Work to complete >>
Repeat the lines beginning at the one with "the blue jacket." and running to the end of the material, keeping the first and last of them, exactly as they appear.

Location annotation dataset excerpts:

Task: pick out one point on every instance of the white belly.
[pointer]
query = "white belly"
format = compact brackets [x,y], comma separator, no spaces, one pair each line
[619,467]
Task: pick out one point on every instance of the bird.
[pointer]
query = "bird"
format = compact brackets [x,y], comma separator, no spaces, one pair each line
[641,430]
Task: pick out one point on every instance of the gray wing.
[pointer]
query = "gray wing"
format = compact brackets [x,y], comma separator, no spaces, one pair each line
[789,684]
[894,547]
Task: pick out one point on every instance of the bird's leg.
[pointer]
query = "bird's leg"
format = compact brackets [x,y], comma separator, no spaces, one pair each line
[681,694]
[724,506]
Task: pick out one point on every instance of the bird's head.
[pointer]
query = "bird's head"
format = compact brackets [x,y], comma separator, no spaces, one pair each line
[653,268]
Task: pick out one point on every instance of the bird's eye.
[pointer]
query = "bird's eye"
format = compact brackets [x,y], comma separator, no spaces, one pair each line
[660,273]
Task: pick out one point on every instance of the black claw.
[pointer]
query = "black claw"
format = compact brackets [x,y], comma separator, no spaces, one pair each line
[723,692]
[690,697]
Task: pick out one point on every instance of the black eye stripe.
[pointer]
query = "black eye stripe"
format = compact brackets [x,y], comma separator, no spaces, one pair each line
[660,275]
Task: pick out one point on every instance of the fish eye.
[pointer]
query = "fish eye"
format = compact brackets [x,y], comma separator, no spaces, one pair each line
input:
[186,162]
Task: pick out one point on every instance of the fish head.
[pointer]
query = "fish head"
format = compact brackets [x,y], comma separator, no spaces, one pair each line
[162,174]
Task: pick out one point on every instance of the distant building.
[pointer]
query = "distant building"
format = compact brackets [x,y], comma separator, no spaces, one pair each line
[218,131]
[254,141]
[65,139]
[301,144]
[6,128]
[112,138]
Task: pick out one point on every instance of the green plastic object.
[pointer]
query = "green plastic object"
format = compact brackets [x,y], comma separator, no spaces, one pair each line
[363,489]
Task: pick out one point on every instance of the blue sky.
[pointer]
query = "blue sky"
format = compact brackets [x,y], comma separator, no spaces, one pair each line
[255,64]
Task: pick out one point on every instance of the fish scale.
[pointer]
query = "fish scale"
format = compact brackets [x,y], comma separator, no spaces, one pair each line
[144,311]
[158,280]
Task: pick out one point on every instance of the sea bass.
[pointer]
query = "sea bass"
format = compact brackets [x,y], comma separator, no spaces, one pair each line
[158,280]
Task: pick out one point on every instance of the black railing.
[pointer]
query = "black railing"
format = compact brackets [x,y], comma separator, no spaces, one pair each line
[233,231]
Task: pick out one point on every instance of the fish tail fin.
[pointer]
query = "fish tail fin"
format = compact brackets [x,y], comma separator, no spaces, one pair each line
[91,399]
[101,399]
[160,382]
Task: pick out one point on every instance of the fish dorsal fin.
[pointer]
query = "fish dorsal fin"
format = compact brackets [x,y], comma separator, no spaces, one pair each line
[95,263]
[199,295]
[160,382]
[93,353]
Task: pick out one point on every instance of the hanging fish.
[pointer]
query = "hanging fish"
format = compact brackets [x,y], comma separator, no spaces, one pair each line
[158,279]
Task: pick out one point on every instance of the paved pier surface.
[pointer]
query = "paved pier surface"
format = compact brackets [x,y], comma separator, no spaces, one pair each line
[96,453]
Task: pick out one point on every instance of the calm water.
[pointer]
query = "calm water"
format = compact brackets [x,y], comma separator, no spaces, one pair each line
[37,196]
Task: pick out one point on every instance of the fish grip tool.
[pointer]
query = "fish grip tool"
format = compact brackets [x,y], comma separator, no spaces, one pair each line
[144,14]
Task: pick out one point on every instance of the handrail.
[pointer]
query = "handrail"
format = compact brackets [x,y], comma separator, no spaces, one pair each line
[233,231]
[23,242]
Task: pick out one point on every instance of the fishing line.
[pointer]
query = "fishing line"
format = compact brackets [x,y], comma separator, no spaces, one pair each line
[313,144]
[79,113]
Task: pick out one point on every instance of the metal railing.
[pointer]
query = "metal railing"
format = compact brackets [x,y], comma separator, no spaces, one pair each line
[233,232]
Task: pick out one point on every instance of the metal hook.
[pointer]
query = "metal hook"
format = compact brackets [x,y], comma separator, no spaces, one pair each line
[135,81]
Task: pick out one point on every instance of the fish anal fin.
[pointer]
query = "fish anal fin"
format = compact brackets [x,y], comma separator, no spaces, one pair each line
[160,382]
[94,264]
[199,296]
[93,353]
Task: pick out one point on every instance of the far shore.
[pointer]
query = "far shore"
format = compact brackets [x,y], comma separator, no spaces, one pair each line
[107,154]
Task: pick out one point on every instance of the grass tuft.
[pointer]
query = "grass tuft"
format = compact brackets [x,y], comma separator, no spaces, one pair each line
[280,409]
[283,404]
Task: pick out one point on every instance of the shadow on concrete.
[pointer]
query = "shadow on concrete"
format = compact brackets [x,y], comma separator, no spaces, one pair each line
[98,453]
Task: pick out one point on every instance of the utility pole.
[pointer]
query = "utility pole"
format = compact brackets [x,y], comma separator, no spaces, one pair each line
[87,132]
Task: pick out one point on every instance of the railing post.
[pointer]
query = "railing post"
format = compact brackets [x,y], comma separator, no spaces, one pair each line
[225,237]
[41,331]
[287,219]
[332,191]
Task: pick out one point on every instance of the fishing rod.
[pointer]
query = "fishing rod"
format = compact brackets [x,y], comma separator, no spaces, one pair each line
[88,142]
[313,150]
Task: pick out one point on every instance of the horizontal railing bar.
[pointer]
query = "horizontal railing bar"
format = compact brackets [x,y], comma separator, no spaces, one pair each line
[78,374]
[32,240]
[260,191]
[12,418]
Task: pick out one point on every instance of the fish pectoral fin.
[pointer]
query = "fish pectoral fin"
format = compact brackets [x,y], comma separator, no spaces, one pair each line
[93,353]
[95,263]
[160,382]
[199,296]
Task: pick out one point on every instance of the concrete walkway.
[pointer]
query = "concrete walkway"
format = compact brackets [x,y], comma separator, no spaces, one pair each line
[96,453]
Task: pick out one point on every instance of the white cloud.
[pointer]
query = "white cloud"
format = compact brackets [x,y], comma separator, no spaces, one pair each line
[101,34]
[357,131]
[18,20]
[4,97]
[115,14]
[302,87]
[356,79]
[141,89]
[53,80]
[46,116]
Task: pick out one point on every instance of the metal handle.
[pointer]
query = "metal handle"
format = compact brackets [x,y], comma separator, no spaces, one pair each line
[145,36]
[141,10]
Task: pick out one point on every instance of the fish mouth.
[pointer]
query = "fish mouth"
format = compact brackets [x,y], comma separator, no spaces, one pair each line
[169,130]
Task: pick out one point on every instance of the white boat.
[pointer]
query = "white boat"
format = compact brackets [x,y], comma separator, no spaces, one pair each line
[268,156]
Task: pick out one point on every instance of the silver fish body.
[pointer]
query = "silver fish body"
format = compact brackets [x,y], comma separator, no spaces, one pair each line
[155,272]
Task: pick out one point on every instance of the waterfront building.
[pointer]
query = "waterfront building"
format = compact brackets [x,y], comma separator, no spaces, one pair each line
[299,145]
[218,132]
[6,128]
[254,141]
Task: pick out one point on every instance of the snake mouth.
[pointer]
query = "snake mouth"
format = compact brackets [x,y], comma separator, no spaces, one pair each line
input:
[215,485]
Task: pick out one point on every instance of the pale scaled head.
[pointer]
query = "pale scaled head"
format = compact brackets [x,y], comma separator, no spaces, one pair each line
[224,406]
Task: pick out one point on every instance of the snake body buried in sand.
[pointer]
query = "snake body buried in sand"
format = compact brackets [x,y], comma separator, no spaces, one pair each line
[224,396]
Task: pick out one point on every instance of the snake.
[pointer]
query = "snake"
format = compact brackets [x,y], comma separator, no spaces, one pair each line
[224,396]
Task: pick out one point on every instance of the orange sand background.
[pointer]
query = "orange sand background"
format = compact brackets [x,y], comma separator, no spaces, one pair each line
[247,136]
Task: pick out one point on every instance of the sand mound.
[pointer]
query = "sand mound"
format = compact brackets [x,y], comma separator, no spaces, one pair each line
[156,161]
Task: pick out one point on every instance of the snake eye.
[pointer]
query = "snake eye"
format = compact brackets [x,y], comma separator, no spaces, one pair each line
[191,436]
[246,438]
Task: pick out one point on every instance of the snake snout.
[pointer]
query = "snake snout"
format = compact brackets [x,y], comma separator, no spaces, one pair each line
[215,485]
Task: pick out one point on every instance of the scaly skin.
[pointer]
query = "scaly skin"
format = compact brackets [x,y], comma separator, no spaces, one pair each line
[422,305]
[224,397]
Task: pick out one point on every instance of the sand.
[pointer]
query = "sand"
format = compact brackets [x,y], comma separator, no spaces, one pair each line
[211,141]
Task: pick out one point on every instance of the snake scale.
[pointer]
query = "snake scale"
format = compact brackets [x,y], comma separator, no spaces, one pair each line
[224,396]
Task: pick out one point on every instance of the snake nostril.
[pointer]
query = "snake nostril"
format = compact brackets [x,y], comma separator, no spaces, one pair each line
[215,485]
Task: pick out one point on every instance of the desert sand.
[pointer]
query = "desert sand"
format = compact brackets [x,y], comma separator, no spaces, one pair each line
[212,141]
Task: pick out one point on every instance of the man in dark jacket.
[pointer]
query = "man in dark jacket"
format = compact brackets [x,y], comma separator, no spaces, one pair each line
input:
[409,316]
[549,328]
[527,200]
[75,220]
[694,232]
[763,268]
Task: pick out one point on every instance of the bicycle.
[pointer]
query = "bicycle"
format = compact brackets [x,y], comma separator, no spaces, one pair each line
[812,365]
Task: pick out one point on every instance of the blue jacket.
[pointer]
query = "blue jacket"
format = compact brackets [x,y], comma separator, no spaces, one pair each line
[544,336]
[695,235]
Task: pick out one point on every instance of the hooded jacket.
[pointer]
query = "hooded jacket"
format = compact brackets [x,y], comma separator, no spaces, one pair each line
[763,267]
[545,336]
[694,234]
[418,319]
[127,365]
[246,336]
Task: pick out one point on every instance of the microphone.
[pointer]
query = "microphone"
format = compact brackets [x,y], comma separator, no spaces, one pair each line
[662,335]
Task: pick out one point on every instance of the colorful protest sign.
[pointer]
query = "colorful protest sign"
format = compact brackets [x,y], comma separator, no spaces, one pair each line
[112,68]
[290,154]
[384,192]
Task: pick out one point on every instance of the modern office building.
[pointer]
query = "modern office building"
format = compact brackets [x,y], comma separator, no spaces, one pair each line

In response >>
Task: pick out one point on every instance of the blue jacket.
[pointer]
query = "blue jacket"
format = compact brackets [x,y], comma separator, no spaces, one pair each line
[544,336]
[695,235]
Task: pick out one point on every instance of the hooded jacket.
[pointer]
query = "hooded jacket"
format = compact brackets [x,y], comma separator, no spaces, one pair each line
[763,267]
[545,336]
[694,234]
[418,319]
[127,365]
[246,336]
Task: pick out one point on every instance of the microphone.
[pointer]
query = "microphone"
format = compact brackets [x,y], comma separator, no spaces, one pair each line
[662,335]
Task: pick out one point on every instance of the colorful protest sign.
[pointer]
query = "colorful protest sign"
format = compact brackets [x,y], comma separator, no spaces, one pair each line
[112,68]
[290,154]
[384,192]
Task: pick out one point on every instance of the modern office building.
[pointer]
query = "modern office building"
format = compact brackets [x,y], comma separator, no spaces, one pair each line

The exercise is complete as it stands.